§ Problem requirements
Type out the data below in its entirety, exactly as given.

§ Data for processing
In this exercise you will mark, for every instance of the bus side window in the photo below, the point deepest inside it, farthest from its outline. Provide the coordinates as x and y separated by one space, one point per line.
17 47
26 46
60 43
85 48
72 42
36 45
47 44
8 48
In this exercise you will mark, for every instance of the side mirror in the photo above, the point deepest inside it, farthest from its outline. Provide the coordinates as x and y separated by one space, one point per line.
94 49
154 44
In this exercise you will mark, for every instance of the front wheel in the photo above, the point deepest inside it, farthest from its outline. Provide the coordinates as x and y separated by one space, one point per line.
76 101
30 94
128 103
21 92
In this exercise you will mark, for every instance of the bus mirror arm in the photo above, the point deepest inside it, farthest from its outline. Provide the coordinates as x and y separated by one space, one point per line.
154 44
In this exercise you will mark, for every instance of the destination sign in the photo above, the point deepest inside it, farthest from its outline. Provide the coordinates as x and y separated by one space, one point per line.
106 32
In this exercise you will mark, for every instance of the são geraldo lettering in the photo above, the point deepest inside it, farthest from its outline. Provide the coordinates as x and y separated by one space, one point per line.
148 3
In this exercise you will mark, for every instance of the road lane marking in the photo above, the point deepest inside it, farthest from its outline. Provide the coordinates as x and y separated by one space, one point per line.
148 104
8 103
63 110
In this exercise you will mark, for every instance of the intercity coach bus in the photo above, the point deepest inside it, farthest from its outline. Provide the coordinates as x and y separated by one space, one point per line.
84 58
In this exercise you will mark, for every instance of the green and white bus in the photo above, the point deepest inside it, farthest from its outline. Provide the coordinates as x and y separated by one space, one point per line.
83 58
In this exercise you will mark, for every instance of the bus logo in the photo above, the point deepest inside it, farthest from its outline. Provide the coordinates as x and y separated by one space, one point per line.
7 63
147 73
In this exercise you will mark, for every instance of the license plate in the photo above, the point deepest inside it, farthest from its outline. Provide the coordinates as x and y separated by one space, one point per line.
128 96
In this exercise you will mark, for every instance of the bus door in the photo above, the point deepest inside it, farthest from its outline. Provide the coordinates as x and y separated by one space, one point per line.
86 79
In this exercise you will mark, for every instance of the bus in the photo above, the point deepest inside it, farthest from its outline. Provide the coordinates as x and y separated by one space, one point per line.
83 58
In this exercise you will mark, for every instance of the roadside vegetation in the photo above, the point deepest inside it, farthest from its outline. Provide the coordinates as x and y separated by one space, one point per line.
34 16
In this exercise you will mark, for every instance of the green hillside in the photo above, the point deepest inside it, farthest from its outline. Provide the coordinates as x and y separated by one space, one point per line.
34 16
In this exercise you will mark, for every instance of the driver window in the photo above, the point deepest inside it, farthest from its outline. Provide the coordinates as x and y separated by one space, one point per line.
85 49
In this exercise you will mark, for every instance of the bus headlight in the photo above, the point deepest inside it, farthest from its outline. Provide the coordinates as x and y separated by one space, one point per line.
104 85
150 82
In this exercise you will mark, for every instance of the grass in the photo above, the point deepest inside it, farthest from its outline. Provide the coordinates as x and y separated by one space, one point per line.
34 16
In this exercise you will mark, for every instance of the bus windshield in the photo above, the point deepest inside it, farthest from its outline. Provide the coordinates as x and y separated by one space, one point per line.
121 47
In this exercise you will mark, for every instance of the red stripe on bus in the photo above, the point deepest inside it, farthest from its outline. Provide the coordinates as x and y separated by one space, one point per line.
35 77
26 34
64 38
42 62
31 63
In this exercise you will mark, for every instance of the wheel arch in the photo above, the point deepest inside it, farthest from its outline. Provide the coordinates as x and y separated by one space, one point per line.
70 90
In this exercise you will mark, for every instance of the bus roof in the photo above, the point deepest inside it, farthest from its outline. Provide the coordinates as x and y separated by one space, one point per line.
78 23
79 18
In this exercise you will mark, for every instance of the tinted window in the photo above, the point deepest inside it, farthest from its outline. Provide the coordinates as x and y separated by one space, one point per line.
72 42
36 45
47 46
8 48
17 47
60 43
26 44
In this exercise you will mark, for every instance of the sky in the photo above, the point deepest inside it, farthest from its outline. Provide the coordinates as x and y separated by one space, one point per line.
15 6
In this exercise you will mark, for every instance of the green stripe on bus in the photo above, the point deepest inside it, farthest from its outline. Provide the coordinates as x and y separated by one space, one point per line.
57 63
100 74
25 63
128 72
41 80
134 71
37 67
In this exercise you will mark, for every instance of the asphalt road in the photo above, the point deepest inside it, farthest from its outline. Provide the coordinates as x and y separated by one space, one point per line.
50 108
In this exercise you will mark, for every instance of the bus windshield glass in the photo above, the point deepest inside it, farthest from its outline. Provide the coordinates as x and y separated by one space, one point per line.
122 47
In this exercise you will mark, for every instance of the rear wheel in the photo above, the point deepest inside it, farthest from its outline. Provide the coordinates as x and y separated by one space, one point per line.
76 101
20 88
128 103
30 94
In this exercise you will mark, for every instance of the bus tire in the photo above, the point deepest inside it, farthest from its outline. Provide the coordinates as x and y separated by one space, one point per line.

§ Answer section
In this exercise you will mark, for every instance of the bus side window in the photo below, the point deepest inside it, farthest from its outline. Provide the coordinates as x and y separated by one space, one point per line.
17 47
26 46
60 43
85 48
72 42
36 45
47 44
8 48
In this exercise you will mark, for every instance of the side mirror in the photo above, the point deepest inside it, farthest from its outline. Provide the coordinates as x and y separated by one space, one point per line.
94 49
154 44
In this exercise you will mark, for every instance of the front wheel in the photo above, the point deepest inside it, farthest from its outline. Provide the coordinates as x and y separated by one space, one point per line.
76 101
30 94
128 103
21 92
In this exercise you will mark, for every instance of the bus mirror arm in the photo above, the point deepest inside it, farthest from its outline. Provide the coordinates as x and y separated by one space, one point per line.
154 44
In this exercise you will mark, for every instance of the destination sign in the photo above, the point deepest inside it, farthest from its outline. Provide the coordinates as x and y separated by one space, one point per line.
106 32
In this exercise you will mark, for every instance of the são geraldo lettering in the photo above, the point deepest inside it, farthest from its outline. Provide the coordinates as x and y separated by one space, one point per line.
148 3
In this exercise you will mark, for every instance of the road lane marking in the photo above, the point deepest inside it, farthest from its outline. Provide the coordinates as x and y separated by one space, one point per line.
148 104
8 103
63 110
In this exercise you will mark, for every instance of the intercity coach bus in the photo above, the point deepest inside it, farthest from its outline. Provide the coordinates as x and y separated by one space, one point per line.
84 58
In this exercise you will mark, for every instance of the green and white bus in the photo above, the point deepest inside it, farthest from its outline. Provide the coordinates as x and y separated by one space, one point per line.
83 58
In this exercise you will mark, for every instance of the bus logo in the photo above, the point deepest inside it, farthest from its outline. Provide the coordinates as x and y separated by one space, one point per line.
7 63
147 73
In this exercise you will mark, for every instance of the license plate in the photo above, the point deepest inside it, farthest from its outline. Provide the coordinates as x and y separated by one space, one point per line.
128 96
In this exercise you will mark, for every instance of the bus door in the photo above, the point deepest inside it, farthest from its outline. Provide the coordinates as x and y separated by one space, one point per line.
86 79
In this exercise you will mark, for every instance of the bus in the photo above, the point deepest inside it, farthest from its outline. Provide the coordinates as x and y separated by one space, one point per line.
83 58
In this exercise you will mark, for every instance of the roadside vegetation in the photo above, the point deepest inside it, farthest from its outline. Provide the coordinates as x and y separated by one space, one point per line.
34 16
In this exercise you will mark, for every instance of the green hillside in the photo above, the point deepest inside it, farthest from its outline. Provide the coordinates as x and y separated by one space, one point per line.
34 16
In this exercise you will mark, for every instance of the driver window in the photo above, the point deepest inside it, farthest from its outline. Provide the coordinates as x and y separated by one space, one point per line.
85 49
In this exercise you will mark, for every instance of the bus headlight in the photo above, the point deepest inside it, farthest from its outline. Provide the coordinates as x and y separated by one space, one point per line.
104 85
150 82
In this exercise you will mark, for every instance of the grass in the photo above, the point deepest inside it, farthest from its outline. Provide the coordinates as x and y separated by one space, one point per line.
34 16
In this exercise you will mark, for every instance of the bus windshield in the photo above, the point deepest inside it, farthest from its outline. Provide the coordinates as x and y separated by one space, one point per line.
121 47
In this exercise you will mark, for every instance of the red stripe on bus in the photo above, the point deepest inside it, farthest from its outline. Provide the coordinates as x and y separated by one space, one point per line.
35 77
26 34
64 38
42 62
31 63
In this exercise you will mark, for every instance of the wheel arch in the photo above, the point deepest inside it, farthest from its outline. Provide the coordinates as x and y separated by one space, one point per line.
70 90
In this exercise you will mark, for every instance of the bus roof in the photo above, the point deepest inside it, farthest from its outline. Provide the coordinates as x and y separated by one space, one point per line.
78 23
79 18
In this exercise you will mark, for every instance of the tinted window in the photo above, the point deepest inside it, farthest from its outline. Provide the coordinates as x and y separated by one space, one point per line.
72 42
36 45
47 46
8 48
17 47
60 43
26 44
In this exercise you will mark, for every instance of the sky in the photo above, the point deepest inside it, farthest from its outline. Provide the coordinates as x and y separated by one space, one point per line.
15 6
In this exercise you will mark, for every instance of the green stripe on bus in the photo above, the point deepest inside it, farthest from its outline. Provide the coordinates as x and y separated by one space, one point per line.
57 63
100 74
25 63
128 72
41 80
134 71
37 67
In this exercise you will mark, for every instance of the asphalt road in the photo above, the point deepest inside it, farthest from its outline. Provide the coordinates as x and y separated by one space, one point per line.
50 108
In this exercise you will mark, for every instance of the bus windshield glass in the photo above, the point deepest inside it, farthest from its outline. Provide the coordinates as x and y separated by one space, one point per line.
122 47
In this exercise you will mark, for every instance of the rear wheel in the photo above, the point deepest inside it, farthest from its outline. Provide the coordinates as x and y separated by one space, one point per line.
76 101
20 88
128 103
30 94
In this exercise you will mark, for every instance of the bus tire in the photo above, the point deepest inside it, farthest from its outline. Provide the coordinates as x and y separated by one space, one point per line.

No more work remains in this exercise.